▶ Job
Retype the listing starting at the line that contains "formatted like [595,240]." and ending after the line that contains "Target: shadow on road", keeping both of those lines.

▶ Records
■ ■ ■

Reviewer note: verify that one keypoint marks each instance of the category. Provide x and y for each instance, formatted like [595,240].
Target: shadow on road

■ ■ ■

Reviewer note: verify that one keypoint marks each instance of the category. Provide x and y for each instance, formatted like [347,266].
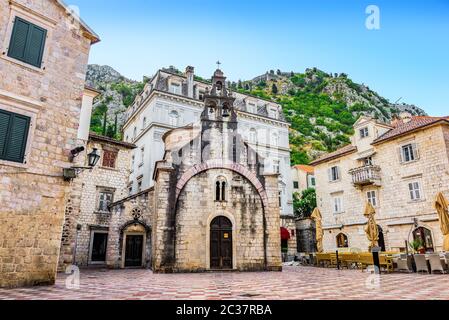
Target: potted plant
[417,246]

■ ■ ■

▶ Task result
Reviewer note: verify that one keypoint marks each instance of the category. Provide x and y for each instance, formatted like [595,240].
Target: shadow on road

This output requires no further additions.